Мусоргский. “Сериал Картинки”. 11я серия. Part No. 10 “Great Gate of Kiev”

Богатырские ворота

Сразу же хочется сказать, что, разумеется, как во всех остальных случаях, так и здесь, картинка, которая была у Гартмана, явилась лишь причиной или, как сейчас говорят, триггером, спусковым крючком для огромного количества мыслей и чувств, которые вложил Модест Петрович в этот замечательный финал.

Ну что такое «финал»? Финал – это апофеоз добра, жизни, победы добра над злом, победы жизни над смертью. Поэтому особенно говорить много здесь не стоит, потому что рассказывать здесь особенно нечего, аллюзий здесь особенных нет больших, цепочек ассоциативных громадных нет, то есть они есть, но они все светлые, гармоничные…

Но люди часто задают вопрос, в частности мои друзья часто меня спрашивают: «Почему зло так живописно?» Ну, я тоже, когда был помоложе, я удивлялся и всегда тоже думал, что это связано с тем, что зло людям интереснее описывать. Почему у Данте «Ад» тоже такой живописный, а «Рай» не особенно? Почему у нас у всех зло вызывает такой большой интерес, такую большую вариативность, порождает размышление о нехороших делах? А добро как-то однозначно и, на первый взгляд, скучновато в отношении живописности, драматичности…

Но всё это очень просто, вообще-то. Когда становишься повзрослее, когда набираешься жизненного опыта, то понимаешь, что зло творить очень легко. Зло может творить каждый дурак, каждый слабак. Зло – удел слабых, каким бы оно не было живописным, изобретательным, сколько бы крови не пролилось в результате этого зла, сколько бы страданий не причинилось – это удел слабых, тупых, недалёких людей.

+ + +

ЗАДАНИЯ>
A - Объясните в одном–трех предложениях, почему, согласно тексту о финале Мусоргского, о финале не стоит много говорить.
B - Продолжите текст о финале Мусоргского, начав сразу после его последнего предложения.
Данные для этой работы не понадобятся.

СОБРАННЫЕ ДАННЫЕ>
+ + +

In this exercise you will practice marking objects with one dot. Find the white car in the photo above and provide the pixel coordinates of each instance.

+ + +

ОТВЕТЫ>
A - Финал — это апофеоз добра и жизни, победа добра над злом и жизни над смертью, поэтому рассказывать о нем особенно нечего. Больших аллюзий и громадных ассоциативных цепочек в нем нет, а те, что есть, светлые и гармоничные.

B -
А добро тем для нас однозначно и, на первый взгляд, мало живописно, что к нему надо прийти, преодолев бесконечные дебри зла. И вот из бесконечного леса, гор, океанов зла, крови, проблем, мы должны выйти к этому солнечному свету, там, где у нас начинается свет, где начинается другая жизнь. И жизнь начинается прекрасная, светлая и, возможно, вечная, – по-прежнему вопрос остаётся открытым.

А Модест Петрович, будучи в середине своих тридцати, – это как раз тот возраст, когда умные, думающие люди задают себе бесконечные вопросы о вечной жизни, о смерти. Я, кажется, в «Старом замке» одну из его любимых цитат приписал Гете: «Мирно спи во гробе спящий, / Жизнью пользуйся живущий»[1]. У него были большие очень сомнения после ухода Гартмана, есть ли она, вечная жизнь? Почти все умные люди были убеждены, что это не существует. Сейчас особенно многие начинают утверждать подобное. Но для человека с большим очень внутренним миром и с большим космосом внутреннего сознания это вопрос открытый и весьма интимный. Конечно у него в голове вертелись все эти вопросы, связанные с жизнью и смертью. Там были цитаты и Гете, который утверждал, живи, жизнь – самая лучшая религия, или бойся – не бойся смерти – она сама придёт, и так далее, и так далее… И все мысли немецких романтиков, Гейне, Гёте, Шиллера… Шиллеровская цитата, которую часто цитировал Модест Петрович, из его знаменитого стихотворения о Трое (мои друзья меня поправили). Но идея была такая, что жизнью нужно пользоваться, что жизни нет за смертной чертой… Мусоргский через все эти мысли прошёл в процессе сочинения этого изумительного полотна, грандиозного, эпического, в стиле русского Гомера. И закончил всё же «Богатырскими воротами», где эта Киевская Русь, которая там имелась в виду, подразумевалась, основа славянства, православия, – все это породило у него большое очень вдохновение, внутренние его картины с внутренними сомнениями, но уже в общем-то преодоленными. И он показывает уже свой выход к свету через это произведение.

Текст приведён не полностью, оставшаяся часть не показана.